What is expected. Continue the text on Bob Harris and hemophilia care at Emory, starting after its last sentence.

Page excerpt.
When he was a child, doctors predicted that Bob Harris would die as a teenager.
Despite the fact that his blood didn't clot normally, however, his parents refused to coddle him. They also actively advocated for more resources for hemophilia patients in Georgia.
Aging was new territory for hemophiliacs, and as Harris embraced marriage, traveling, and hobbies (including, ironically, knife collecting) as a young man, he met Sidney Stein, a hematologist at Emory University Hospital.
At that time, in the early 1980s, Stein was becoming the point person for Georgia families seeking the latest discoveries in benign blood disorder research.
Sidney Stein
Harris, Stein said, would need to make some long-term changes, starting with no more nail biting. As the years went by and Harris continued to push his limits, Stein remained blunt and always thorough. Stein's dedication to clinical care, research, and education helped lead to longer lives for hemophilia patients treated at Emory and to Emory's adoption of a national model for the care and treatment of people with hemophilia."The passion in his tone has grown over the years, despite the risky things I've done, like two knee replacements and several surgeries," says Harris. "I've probably given him heart failure, and he's challenged me."
Harris, 66, is alive because of the surge in research and knowledge around hemophilia. And his grandson, Mason, who also has the disease, can expect a brighter future in part due to his family's advocacy.
The Emory/Children's Healthcare Hemophilia Treatment Center is one of the largest of its kind in the country. Its director, Christine Kempton, is a national leader in the treatment of bleeding disorders, and four Emory researchers have gone on to direct hemophilia centers in other cities.
Because patients with blood disorders who see a broad spectrum of specialists lived longer than those treated by a hematologist in a private setting, Stein set up Emory's clinic for holistic care. Because so many patients did not know they needed comprehensive care, he advised Hemophilia of Georgia on hiring outreach nurses, who visited patients at home. This made Emory's bleeding disorder program the first in the country with a public health outreach component. "We have been very fortunate to have what we have," says Patricia Dominic, retired CEO of Hemophilia of Georgia.
The clinic's establishment in the 1980s coincided with the beginning of the HIV epidemic, which devastated the nation's blood supply. The Centers for Disease Control and Prevention (CDC) was instrumental in the first successful techniques to treat clotting factor to prevent the spread of HIV. Stein worked with the CDC and reviewed the techniques and products that promised to scrub the blood clean of HIV and hepatitis C. Through this scrutiny, countless recalls of blood were avoided and lives were saved.

Material supplied.

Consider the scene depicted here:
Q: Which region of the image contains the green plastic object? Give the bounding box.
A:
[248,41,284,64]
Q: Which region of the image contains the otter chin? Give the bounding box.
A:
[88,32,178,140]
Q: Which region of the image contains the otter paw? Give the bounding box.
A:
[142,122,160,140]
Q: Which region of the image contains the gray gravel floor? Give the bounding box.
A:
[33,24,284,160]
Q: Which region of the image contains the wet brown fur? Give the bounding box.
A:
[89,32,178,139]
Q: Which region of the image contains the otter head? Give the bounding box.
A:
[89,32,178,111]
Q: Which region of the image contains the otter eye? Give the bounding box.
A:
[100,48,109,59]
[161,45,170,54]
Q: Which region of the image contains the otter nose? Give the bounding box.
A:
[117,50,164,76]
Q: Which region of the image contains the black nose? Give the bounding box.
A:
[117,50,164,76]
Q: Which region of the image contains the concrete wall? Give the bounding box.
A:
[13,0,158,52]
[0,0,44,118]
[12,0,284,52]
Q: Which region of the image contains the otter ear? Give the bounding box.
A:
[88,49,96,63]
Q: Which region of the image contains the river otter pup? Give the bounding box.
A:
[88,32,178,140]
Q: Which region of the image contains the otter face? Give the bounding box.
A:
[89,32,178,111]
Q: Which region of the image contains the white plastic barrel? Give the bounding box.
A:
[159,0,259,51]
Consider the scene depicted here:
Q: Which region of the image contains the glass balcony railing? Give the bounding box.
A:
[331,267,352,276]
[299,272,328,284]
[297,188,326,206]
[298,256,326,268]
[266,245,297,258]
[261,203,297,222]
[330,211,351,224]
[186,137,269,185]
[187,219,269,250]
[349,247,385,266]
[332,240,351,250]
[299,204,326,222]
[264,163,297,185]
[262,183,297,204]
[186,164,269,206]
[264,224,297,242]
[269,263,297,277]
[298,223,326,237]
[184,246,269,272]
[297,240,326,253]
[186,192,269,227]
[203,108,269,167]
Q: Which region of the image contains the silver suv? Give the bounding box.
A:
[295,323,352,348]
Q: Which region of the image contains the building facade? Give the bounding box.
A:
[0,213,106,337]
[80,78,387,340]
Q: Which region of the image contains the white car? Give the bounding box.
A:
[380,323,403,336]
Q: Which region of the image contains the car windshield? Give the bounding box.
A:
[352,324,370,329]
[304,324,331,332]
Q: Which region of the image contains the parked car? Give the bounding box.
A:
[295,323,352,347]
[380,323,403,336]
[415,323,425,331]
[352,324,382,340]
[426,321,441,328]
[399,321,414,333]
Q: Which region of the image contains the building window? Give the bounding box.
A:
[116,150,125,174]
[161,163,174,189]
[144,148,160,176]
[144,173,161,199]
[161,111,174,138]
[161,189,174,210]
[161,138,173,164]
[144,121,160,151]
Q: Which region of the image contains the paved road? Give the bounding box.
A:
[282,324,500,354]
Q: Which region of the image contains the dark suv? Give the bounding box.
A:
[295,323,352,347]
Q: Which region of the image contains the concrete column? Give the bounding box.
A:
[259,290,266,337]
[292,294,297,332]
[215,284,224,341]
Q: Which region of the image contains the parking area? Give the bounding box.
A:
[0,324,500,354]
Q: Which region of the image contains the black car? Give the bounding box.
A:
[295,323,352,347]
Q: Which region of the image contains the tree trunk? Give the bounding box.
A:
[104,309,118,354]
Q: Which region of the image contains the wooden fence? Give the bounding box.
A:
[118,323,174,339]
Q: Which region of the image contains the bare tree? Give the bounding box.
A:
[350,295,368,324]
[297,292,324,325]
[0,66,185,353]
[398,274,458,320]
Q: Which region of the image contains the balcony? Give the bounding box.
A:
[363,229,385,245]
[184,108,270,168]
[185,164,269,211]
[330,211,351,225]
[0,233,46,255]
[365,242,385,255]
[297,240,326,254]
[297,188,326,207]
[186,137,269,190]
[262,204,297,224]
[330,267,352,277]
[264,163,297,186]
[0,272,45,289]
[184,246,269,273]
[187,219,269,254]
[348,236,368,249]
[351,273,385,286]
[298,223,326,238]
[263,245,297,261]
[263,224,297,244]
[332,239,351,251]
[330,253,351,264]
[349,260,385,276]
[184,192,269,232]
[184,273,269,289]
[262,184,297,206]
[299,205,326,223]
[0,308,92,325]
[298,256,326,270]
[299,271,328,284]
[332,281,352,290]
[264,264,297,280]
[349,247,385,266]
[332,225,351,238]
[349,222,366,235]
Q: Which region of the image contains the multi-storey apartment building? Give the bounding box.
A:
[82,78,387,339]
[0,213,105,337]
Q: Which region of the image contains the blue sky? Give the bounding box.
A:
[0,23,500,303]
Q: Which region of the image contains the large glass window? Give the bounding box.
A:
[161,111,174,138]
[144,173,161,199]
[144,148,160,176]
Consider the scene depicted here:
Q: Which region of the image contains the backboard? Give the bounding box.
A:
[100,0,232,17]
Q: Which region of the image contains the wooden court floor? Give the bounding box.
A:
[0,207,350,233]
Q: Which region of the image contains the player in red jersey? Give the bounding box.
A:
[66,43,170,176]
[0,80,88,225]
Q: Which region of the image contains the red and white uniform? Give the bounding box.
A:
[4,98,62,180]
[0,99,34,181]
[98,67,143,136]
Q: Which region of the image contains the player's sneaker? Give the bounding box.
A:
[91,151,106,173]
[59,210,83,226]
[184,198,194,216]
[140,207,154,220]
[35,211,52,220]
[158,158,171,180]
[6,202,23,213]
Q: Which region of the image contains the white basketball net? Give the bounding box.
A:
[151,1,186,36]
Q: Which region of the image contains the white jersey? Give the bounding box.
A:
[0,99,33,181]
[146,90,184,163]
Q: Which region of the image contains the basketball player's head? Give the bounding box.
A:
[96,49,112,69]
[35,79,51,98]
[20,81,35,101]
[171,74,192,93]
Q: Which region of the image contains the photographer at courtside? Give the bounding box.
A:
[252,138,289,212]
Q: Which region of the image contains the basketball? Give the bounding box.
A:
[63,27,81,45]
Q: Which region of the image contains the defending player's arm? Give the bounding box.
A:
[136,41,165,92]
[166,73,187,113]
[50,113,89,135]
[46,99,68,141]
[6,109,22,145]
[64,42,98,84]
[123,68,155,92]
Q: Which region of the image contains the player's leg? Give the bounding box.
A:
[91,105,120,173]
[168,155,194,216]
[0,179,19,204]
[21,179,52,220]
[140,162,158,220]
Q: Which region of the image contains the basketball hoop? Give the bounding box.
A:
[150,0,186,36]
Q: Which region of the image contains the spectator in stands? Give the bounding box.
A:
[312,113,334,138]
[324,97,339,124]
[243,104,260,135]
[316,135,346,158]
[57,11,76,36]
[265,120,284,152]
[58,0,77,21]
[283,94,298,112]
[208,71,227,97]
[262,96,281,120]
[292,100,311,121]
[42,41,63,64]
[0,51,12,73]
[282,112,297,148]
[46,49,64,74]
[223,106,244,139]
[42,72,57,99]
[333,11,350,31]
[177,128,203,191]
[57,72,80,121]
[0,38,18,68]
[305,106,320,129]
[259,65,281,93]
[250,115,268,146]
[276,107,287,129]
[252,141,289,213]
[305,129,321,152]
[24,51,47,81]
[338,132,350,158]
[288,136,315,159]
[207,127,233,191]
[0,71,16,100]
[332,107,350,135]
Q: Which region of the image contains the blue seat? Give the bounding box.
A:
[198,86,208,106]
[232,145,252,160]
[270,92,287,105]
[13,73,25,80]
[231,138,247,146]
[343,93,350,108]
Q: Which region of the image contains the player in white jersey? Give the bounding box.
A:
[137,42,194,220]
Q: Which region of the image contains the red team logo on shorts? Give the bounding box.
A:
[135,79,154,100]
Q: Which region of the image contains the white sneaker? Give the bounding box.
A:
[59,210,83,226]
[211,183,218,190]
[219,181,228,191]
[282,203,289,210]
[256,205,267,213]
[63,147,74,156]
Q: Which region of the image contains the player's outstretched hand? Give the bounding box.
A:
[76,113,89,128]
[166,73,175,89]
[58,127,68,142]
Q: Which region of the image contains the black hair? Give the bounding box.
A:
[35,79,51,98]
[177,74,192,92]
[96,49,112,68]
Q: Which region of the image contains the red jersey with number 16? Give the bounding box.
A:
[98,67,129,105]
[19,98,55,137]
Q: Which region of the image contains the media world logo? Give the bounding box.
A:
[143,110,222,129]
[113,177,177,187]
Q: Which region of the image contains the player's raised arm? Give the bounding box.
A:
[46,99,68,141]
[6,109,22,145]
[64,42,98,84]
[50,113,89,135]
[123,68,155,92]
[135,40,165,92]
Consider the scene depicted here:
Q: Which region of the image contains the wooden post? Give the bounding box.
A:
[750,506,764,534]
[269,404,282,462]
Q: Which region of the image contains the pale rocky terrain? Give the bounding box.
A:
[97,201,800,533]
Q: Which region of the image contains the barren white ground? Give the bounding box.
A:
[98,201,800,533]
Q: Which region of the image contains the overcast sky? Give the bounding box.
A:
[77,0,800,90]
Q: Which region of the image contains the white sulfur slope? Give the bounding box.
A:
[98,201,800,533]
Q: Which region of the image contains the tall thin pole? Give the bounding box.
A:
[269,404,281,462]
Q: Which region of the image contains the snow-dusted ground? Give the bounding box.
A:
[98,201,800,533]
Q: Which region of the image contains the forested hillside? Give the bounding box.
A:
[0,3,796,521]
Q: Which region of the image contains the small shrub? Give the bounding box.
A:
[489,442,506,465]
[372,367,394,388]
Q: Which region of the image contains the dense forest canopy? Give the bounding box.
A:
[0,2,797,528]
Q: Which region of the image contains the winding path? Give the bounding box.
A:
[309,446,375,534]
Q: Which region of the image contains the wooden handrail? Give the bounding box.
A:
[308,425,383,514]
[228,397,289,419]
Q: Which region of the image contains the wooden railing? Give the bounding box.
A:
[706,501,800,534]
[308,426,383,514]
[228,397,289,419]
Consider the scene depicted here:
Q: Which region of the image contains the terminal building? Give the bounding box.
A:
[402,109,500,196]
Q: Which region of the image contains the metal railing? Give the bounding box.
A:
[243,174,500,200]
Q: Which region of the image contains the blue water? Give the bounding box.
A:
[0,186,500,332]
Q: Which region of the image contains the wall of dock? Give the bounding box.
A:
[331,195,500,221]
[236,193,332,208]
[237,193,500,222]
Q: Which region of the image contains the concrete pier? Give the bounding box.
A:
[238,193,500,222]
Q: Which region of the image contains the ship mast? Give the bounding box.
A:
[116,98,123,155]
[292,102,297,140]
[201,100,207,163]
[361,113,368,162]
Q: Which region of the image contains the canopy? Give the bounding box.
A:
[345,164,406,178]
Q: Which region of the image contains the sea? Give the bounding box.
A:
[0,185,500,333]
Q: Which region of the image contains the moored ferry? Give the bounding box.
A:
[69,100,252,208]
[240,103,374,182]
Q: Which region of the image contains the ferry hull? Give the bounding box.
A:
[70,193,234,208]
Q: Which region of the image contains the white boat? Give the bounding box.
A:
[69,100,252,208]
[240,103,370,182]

Result.
Stein helped create the Hemophilia Hotline, a 24-hour physician-to-physician service for Georgia doctors who need emergency treatment information. Nine hematologists across Georgia staff the hotline. "We've been able to take the management, treatment, and cure for hemophilia forward in ways that I personally could never have done without Hemophilia of Georgia," Stein says. "Its focus is Georgia, but the difference it makes is national."
To prevent bleeding, people with hemophilia inject a protein (factor VIII or factor IX) into their blood; the clotting factor is obtained through for-profit specialty pharmacies or nonprofits such as Hemophilia of Georgia.
About 30 percent of people with severe hemophilia A develop antibodies to factor VIII and keep it from working correctly. Pete Lollar, the Hemophilia of Georgia Chair in Hemostasis, has worked for more than 25 years to understand the basic mechanisms of this type of bleeding and to develop a genetically modified factor VIII.
Lollar's team developed and received FDA approval for a synthetic factor VIII product called Obizur, which helps patients who have developed antibodies to factor VIII. Emory research led by H. Trent Spencer and Christopher Doering could lead to the development of gene therapy for patients with hemophilia and the end of daily injections.
"Before, patients would wait to bleed before they injected themselves with clotting factor," Stein says. "Now they inject before they bleed. National data shows that there is much less joint destruction, and they are able to lead more normal lives. When you couple that with other new treatments, patients may soon be injecting only once a week instead of three times, and that's big. One day patients may rarely have to inject themselves at all."